§ **TEXT SECTION**:
========================================

Note
Go to the end to download the full example code.
Matrix Multiplication with Layer Normalization Example
This example demonstrates how to implement a fused matrix multiplication and layer normalization operation using Helion.
Imports
from __future__ import annotations
import torch
import torch.nn.functional as F
import helion
from helion._testing import run_example
import helion.language as hl
MatMul-LayerNorm Kernel
static_shapes=True gives a performance boost for matmuls
@helion.kernel(static_shapes=True)
def matmul_layernorm(
x: torch.Tensor, y: torch.Tensor, weight: torch.Tensor, bias: torch.Tensor
) -> torch.Tensor:
"""
Performs matrix multiplication followed by layer normalization.
Args:
x: First input tensor of shape [M, K]
y: Second input tensor of shape [K, N]
weight: Layer normalization weight parameter of shape [N]
bias: Layer normalization bias parameter of shape [N]
Returns:
Output tensor of shape [M, N] containing the result of matrix multiplication followed by layer normalization
"""
m, k = x.size()
k2 = y.size(0)
n = hl.register_reduction_dim(y.size(1))
assert k == k2, f"size mismatch {k} != {k2}"
assert weight.size(0) == n, f"weight size mismatch {weight.size(0)} != {n}"
assert bias.size(0) == n, f"bias size mismatch {bias.size(0)} != {n}"
out = torch.empty(
[m, n], dtype=torch.promote_types(x.dtype, y.dtype), device=x.device
)
for tile_m in hl.tile(m):
acc = hl.zeros([tile_m, n], dtype=torch.float32)
for tile_k in hl.tile(k):
mm = torch.matmul(x[tile_m, tile_k], y[tile_k, :])
acc = acc + mm
eps = 1e-5
var, mean = torch.var_mean(acc, dim=-1, keepdim=True, correction=0)
normalized = (acc - mean) * torch.rsqrt(var + eps)
acc = normalized * (weight[:].to(torch.float32)) + (bias[:].to(torch.float32))
out[tile_m, :] = acc
return out
Reference Implementation
def matmul_layernorm_pytorch(
x: torch.Tensor, y: torch.Tensor, weight: torch.Tensor, bias: torch.Tensor
) -> torch.Tensor:
"""
PyTorch reference implementation of matrix multiplication followed by layer normalization.
Args:
x: First input tensor of shape [M, K]
y: Second input tensor of shape [K, N]
weight: Layer normalization weight parameter of shape [N]
bias: Layer normalization bias parameter of shape [N]
Returns:
Output tensor of shape [M, N] containing the result of matrix multiplication followed by layer normalization
"""

========================================

Point-based annotation data:
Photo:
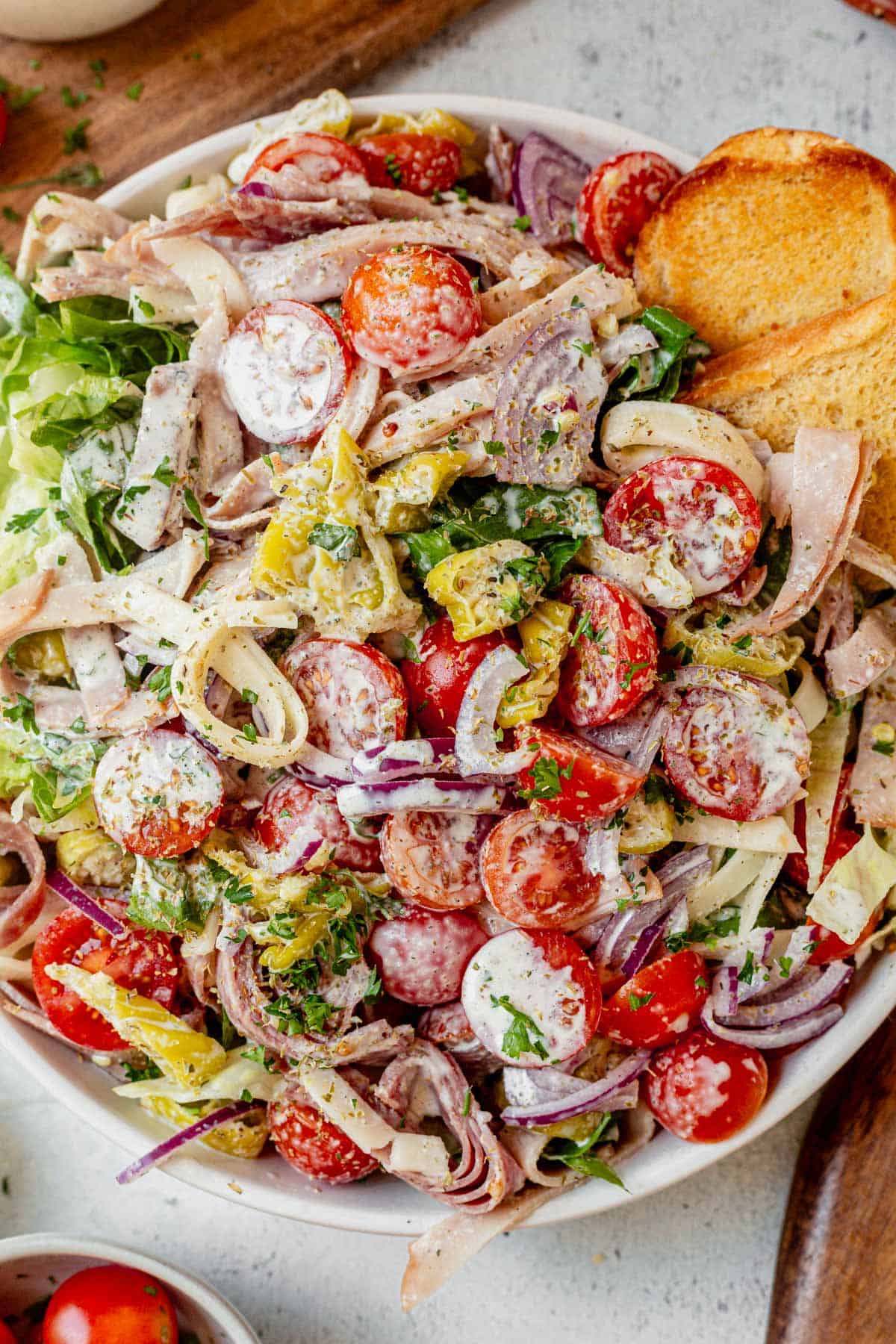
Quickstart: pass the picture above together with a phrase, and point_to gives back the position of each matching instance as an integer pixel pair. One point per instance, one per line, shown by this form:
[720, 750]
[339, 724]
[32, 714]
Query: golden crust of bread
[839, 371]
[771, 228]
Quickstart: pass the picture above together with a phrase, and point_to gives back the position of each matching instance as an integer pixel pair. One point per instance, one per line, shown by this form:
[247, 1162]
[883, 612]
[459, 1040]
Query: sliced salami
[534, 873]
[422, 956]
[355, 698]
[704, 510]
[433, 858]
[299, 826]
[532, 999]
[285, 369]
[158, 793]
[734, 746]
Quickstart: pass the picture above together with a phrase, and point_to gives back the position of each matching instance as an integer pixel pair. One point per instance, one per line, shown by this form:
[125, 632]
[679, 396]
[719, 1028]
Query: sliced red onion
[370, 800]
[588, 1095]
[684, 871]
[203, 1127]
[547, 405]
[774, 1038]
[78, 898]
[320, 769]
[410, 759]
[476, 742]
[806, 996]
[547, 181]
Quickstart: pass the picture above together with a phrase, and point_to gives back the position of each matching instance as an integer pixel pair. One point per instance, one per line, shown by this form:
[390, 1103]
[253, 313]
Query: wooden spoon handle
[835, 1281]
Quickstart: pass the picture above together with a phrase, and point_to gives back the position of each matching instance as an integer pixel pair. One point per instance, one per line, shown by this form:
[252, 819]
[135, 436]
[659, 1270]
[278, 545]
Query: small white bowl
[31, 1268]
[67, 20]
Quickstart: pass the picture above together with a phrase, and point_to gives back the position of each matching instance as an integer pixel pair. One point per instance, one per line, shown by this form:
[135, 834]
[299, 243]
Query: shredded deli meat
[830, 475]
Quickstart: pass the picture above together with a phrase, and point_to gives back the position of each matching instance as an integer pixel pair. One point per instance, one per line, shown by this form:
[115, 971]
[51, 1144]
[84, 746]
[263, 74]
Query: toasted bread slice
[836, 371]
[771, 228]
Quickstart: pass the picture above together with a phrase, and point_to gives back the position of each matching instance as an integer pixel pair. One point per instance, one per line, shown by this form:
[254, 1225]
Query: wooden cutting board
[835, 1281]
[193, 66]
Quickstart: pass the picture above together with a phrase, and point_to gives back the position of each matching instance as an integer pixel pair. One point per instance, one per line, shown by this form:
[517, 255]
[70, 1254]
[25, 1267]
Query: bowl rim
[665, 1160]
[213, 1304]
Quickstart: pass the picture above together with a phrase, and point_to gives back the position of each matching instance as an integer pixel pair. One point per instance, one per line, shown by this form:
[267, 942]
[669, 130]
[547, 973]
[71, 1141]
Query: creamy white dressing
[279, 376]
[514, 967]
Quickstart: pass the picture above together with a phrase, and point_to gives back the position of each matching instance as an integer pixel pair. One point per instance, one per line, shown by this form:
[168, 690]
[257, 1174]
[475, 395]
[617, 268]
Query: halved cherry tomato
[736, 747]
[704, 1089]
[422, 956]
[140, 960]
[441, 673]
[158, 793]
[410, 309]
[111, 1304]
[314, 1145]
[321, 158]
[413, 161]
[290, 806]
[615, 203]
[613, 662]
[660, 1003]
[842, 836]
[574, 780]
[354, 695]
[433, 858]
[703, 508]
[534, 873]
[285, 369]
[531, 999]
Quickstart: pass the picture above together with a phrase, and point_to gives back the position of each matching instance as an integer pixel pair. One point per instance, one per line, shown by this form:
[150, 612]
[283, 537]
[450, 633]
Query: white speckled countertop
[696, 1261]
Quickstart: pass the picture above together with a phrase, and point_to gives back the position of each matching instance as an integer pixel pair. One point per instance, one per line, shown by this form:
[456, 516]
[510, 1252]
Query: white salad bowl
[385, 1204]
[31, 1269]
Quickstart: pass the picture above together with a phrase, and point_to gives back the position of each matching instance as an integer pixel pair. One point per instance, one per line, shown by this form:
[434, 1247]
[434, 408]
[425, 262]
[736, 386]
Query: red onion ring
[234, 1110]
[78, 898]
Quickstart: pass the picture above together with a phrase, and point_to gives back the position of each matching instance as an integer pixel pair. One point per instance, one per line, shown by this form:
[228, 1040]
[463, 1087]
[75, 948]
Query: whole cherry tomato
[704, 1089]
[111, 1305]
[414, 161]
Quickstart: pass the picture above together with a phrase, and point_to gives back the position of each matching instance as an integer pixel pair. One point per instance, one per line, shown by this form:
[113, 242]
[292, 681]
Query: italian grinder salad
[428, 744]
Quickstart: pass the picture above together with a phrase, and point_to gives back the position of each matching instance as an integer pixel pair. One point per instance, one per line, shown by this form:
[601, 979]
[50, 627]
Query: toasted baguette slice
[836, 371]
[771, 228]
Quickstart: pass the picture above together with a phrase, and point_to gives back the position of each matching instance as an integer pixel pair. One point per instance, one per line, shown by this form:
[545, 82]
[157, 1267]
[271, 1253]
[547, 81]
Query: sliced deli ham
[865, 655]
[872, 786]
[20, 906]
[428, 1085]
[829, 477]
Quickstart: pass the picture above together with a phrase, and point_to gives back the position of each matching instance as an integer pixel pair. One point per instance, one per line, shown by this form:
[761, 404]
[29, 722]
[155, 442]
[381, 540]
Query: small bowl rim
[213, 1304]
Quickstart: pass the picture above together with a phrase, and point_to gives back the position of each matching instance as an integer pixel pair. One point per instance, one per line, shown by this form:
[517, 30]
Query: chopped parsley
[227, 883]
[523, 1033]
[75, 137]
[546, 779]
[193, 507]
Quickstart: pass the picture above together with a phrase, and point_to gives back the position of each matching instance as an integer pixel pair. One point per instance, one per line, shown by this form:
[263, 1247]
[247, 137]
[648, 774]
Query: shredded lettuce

========================================

§ **TASK INSTRUCTIONS**:
[a] Translate this sentence from the matrix multiplication with layer normalization example into Spanish: "This example demonstrates how to implement a fused matrix multiplication and layer normalization operation using Helion."
[b] Do these statements agree with the matrix multiplication with layer normalization example? Answer yes or no for each, quoting the words of the example that decide it. (i) The kernel uses an epsilon value of 1e-5. (ii) The weight parameter has shape [M, N]. (iii) The kernel decorator sets static_shapes to False.
The records have no role in this work.

§ **SOLVED TASKS**:
[a] Este ejemplo muestra cómo implementar una operación fusionada de multiplicación de matrices y normalización de capa usando Helion.

[b]
(i) Yes: "eps = 1e-5"
(ii) No: "weight: Layer normalization weight parameter of shape [N]"
(iii) No: "@helion.kernel(static_shapes=True)"